Esa ilusión del ser se convierte entonces en la base de todas las demás interpretaciones y nociones erradas de la realidad, de todos los procesos de pensamiento, las interacciones y las relaciones.
La buena noticia es que cuando logramos reconocer la ilusión por lo que es, ésta se desvanece. La ilusión llega a su fin cuando la reconocemos. Cuando vemos lo que no somos, la realidad de lo que somos emerge espontáneamente.
¿Cuál es la naturaleza de este falso ser?
Cuando hablamos de "yo" generalmente no nos referimos a lo que somos. La profundidad infinita de lo que somos, el Ser, se confunde con el pensamiento del yo que tengamos en nuestra mente y con aquello con lo cual éste se identifique.
La naturaleza de la mente siempre tiende a ir hacia fuera, hacia el exterior, hacia los objetos de percepción, para identificarse con dichos objetos y buscar un sentido de identidad; es decir, la mente busca ser alguien o algo en función de aquello que percibe. Este movimiento de la mente hace que la atención repose siempre en el exterior, en los objetos, y de esta manera hay un olvido de lo que realmente somos.
La identificación con los objetos implica atribuir a las cosas y a los pensamientos que representan esas cosas, un sentido de ser alguien, derivando así una identidad a partir de ellas.

┄┄┄┄┄┄┄┄┄┄┄┄┄┄┄┄┄┄┄┄

> OBJETIVO DEL EJERCICIO
Por favor, copia del texto sobre la ilusión del ser el fragmento que empieza en "La naturaleza de la" y sigue hasta "que realmente somos.", cambiando "la atención" por "la mirada".

> Entradas guardadas
┄┄┄┄┄┄┄┄┄┄┄┄┄┄┄┄┄┄┄┄

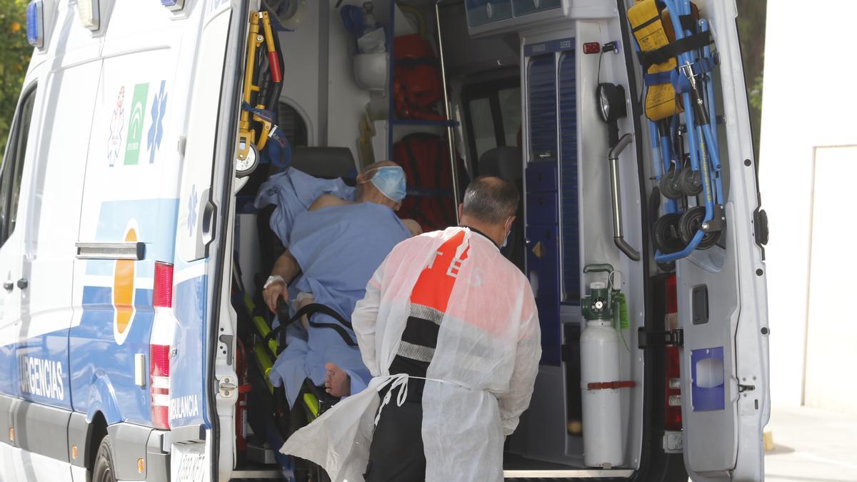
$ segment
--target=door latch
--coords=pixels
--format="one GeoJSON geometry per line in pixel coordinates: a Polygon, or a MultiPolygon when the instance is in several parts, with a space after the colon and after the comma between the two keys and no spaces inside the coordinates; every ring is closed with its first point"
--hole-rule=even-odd
{"type": "Polygon", "coordinates": [[[646,331],[639,328],[637,332],[637,346],[648,348],[650,346],[684,346],[685,332],[681,328],[668,331],[646,331]]]}
{"type": "Polygon", "coordinates": [[[232,392],[238,389],[238,386],[233,383],[231,377],[224,377],[218,380],[218,389],[220,392],[220,396],[229,398],[231,396],[232,392]]]}

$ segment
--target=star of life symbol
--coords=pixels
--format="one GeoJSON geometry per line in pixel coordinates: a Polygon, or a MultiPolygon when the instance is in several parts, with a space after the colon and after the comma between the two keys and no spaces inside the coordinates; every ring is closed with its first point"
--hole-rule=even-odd
{"type": "Polygon", "coordinates": [[[147,146],[149,148],[149,164],[155,161],[155,153],[160,148],[161,139],[164,137],[164,113],[166,111],[166,81],[161,81],[160,92],[155,94],[154,100],[152,101],[152,127],[149,128],[149,135],[147,138],[147,146]]]}
{"type": "Polygon", "coordinates": [[[119,148],[122,146],[122,132],[125,128],[125,87],[119,87],[119,94],[116,99],[116,108],[110,121],[110,137],[107,138],[107,160],[110,166],[116,164],[119,159],[119,148]]]}
{"type": "Polygon", "coordinates": [[[190,197],[188,198],[188,236],[193,237],[196,229],[196,184],[190,186],[190,197]]]}

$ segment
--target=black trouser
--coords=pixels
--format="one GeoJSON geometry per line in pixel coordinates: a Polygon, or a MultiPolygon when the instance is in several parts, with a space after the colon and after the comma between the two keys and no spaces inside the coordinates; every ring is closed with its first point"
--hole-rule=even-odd
{"type": "MultiPolygon", "coordinates": [[[[423,403],[396,403],[396,394],[384,407],[372,437],[366,482],[425,480],[423,451],[423,403]]],[[[381,400],[383,400],[381,394],[381,400]]]]}

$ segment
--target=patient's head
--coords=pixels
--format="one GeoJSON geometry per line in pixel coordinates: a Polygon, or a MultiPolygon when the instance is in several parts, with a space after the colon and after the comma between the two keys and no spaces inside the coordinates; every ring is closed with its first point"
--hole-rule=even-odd
{"type": "Polygon", "coordinates": [[[392,160],[370,164],[357,175],[357,202],[375,202],[399,209],[405,199],[405,171],[392,160]]]}

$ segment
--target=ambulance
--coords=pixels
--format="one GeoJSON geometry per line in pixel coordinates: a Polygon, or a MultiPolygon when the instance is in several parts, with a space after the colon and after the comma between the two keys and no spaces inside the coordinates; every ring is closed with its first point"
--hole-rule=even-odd
{"type": "Polygon", "coordinates": [[[0,172],[0,480],[327,479],[248,423],[284,410],[251,396],[278,343],[247,334],[270,315],[257,198],[382,160],[424,228],[477,176],[521,190],[504,253],[542,358],[506,479],[762,480],[767,221],[736,16],[32,0],[0,172]]]}

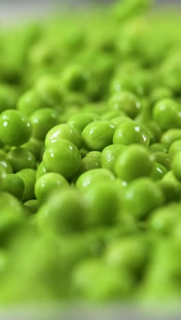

┄┄┄┄┄┄┄┄┄┄┄┄┄┄┄┄┄┄┄┄

> RESPUESTA DEL EJERCICIO
La naturaleza de la mente siempre tiende a ir hacia fuera, hacia el exterior, hacia los objetos de percepción, para identificarse con dichos objetos y buscar un sentido de identidad; es decir, la mente busca ser alguien o algo en función de aquello que percibe. Este movimiento de la mente hace que la mirada repose siempre en el exterior, en los objetos, y de esta manera hay un olvido de lo que realmente somos.